-- start --
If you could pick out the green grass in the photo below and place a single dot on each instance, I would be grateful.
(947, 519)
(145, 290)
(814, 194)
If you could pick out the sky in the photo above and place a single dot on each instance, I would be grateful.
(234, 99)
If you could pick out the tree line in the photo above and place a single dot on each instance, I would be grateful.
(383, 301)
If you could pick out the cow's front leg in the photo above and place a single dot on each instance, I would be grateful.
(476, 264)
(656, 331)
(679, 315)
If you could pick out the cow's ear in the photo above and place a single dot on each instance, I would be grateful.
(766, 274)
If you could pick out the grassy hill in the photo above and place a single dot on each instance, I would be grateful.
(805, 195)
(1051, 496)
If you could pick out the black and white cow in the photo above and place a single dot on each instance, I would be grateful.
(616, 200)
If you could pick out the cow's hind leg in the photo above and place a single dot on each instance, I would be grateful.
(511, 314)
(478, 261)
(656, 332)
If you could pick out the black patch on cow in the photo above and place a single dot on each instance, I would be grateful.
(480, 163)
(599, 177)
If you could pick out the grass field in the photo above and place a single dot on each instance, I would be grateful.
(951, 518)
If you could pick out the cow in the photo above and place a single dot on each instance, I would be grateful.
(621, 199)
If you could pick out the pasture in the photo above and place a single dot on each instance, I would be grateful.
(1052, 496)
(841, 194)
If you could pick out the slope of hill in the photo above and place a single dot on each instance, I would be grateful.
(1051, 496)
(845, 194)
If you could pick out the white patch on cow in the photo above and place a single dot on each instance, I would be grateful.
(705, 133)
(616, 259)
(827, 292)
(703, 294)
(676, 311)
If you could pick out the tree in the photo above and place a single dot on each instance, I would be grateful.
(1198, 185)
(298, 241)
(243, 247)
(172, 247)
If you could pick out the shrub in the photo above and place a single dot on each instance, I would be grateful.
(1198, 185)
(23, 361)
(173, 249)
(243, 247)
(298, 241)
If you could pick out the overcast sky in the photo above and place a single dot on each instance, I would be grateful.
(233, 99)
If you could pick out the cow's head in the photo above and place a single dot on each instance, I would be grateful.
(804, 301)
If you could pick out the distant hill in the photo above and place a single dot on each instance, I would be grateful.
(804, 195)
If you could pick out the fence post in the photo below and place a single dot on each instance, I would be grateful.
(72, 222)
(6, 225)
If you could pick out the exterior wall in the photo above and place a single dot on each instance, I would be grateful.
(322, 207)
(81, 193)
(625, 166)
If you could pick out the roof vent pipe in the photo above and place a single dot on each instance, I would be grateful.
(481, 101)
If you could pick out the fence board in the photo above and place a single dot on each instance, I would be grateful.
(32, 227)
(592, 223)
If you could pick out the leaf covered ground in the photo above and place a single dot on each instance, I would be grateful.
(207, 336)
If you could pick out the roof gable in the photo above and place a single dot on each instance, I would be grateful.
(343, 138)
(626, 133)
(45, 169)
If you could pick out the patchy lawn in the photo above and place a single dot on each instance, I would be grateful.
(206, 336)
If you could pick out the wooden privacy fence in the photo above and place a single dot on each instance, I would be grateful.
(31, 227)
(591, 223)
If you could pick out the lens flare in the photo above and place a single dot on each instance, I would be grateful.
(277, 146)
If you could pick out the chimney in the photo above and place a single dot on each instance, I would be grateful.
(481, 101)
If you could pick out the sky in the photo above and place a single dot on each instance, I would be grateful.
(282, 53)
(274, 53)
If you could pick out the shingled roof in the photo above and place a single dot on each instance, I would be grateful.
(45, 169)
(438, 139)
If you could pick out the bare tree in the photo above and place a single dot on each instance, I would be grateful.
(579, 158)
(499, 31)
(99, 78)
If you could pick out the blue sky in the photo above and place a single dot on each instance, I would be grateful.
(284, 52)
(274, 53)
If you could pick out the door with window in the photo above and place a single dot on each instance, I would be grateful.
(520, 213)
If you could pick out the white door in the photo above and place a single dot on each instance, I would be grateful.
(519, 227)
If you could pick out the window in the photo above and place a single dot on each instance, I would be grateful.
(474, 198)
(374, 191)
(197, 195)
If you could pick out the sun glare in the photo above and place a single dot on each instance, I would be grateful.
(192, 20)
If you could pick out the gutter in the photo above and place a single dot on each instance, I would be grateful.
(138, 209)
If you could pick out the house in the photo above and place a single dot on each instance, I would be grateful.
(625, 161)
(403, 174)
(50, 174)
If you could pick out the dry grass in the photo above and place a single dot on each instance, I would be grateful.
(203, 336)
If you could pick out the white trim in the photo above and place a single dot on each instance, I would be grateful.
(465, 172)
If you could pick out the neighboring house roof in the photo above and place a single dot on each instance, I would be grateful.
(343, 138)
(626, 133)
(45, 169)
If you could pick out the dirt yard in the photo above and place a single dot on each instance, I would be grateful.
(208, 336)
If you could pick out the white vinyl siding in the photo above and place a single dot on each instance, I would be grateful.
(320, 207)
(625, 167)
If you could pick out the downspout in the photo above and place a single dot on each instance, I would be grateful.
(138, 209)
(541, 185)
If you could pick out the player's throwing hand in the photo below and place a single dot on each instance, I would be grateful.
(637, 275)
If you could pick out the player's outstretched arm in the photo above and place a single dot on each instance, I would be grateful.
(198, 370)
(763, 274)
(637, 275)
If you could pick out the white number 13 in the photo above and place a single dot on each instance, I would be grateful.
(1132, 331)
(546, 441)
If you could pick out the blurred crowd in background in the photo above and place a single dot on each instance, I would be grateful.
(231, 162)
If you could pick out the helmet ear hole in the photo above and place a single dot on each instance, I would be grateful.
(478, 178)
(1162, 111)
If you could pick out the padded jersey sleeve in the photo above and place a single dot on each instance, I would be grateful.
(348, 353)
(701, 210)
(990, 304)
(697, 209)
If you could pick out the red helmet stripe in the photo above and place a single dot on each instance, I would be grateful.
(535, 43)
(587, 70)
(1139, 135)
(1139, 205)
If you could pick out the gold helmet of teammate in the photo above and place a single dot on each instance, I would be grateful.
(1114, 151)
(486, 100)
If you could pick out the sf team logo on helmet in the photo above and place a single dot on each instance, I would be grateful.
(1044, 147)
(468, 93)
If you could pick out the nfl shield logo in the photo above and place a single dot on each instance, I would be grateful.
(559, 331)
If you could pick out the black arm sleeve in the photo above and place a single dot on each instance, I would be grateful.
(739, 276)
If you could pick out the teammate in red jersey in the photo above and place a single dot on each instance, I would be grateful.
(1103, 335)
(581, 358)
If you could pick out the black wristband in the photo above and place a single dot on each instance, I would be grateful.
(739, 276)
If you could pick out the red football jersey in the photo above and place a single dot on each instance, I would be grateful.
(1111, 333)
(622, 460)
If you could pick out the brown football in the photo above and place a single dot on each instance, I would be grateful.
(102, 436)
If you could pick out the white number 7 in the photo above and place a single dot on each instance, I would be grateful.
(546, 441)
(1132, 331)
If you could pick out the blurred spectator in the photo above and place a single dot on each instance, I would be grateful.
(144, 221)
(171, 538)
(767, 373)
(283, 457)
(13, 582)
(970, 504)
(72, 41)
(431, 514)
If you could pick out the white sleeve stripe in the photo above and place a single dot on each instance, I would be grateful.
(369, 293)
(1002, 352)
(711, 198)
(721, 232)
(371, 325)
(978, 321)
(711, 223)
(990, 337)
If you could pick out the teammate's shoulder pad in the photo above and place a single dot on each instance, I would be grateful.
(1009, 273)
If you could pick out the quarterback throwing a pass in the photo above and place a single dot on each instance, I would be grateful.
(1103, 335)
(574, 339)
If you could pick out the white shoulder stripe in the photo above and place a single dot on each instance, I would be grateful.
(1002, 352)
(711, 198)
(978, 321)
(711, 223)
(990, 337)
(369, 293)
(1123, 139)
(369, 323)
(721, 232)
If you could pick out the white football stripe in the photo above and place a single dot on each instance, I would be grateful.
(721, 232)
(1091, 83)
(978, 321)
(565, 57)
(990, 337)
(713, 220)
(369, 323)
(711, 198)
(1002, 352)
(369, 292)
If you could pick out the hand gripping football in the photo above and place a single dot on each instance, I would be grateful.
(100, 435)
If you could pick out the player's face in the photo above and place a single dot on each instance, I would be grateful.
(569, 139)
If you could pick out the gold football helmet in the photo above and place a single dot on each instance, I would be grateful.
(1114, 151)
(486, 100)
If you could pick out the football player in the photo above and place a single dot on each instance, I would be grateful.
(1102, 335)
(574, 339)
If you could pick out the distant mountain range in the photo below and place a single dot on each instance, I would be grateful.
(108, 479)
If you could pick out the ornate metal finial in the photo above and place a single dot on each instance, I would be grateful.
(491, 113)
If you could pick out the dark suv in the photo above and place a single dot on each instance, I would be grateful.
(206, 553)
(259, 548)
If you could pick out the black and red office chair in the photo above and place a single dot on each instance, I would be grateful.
-- end --
- [EXERCISE INSTRUCTIONS]
Set out exactly the run of lines that begins at the line holding "If you could pick out the teammate's" and ends at the last line of the data.

- [RESULT]
If you could pick out the teammate's shoulder pad in the photo above and place a single dot on each instance, I would be grateful.
(1009, 273)
If you could pick out the quarterback throwing a pass in the photo above and place a single dot on each instance, I would be grateful.
(1103, 335)
(574, 339)
If you could pick out the white shoulder stripe in the photo above and place a single dot on each instance, I would be grateful.
(1002, 352)
(711, 198)
(978, 321)
(711, 223)
(990, 337)
(369, 293)
(1123, 139)
(369, 323)
(721, 232)
If you could pick out the white football stripe in the photo above and place a single dot on each instance, I would be grateful.
(721, 232)
(1091, 83)
(978, 321)
(565, 57)
(990, 337)
(713, 220)
(369, 323)
(711, 198)
(1002, 352)
(369, 292)
If you could pick out the hand gripping football in the photo above and place a single dot on each instance, I would be grateful.
(100, 435)
If you could pick out the player's face in the photo above and place a single dot on each instance, I would be grateful.
(569, 139)
If you could pick out the gold football helmet in the photo above and place a single dot on each instance, I would be grateful.
(1114, 151)
(486, 100)
If you could pick out the football player in the photo above and place a single dot on each instance, I would be grateful.
(1102, 335)
(574, 339)
If you could pick out the distant mountain range in the photo below and place a single dot on each instance, I would be grateful.
(108, 479)
If you could pick out the ornate metal finial in the photo above and place a single dot on each instance, I would be grateful.
(491, 113)
If you could pick out the dark suv in the photo above and place a single dot on each instance, I would be grateful.
(206, 553)
(259, 548)
If you could pick out the black and red office chair in the photo above and place a single dot on each instance, I would be grateful.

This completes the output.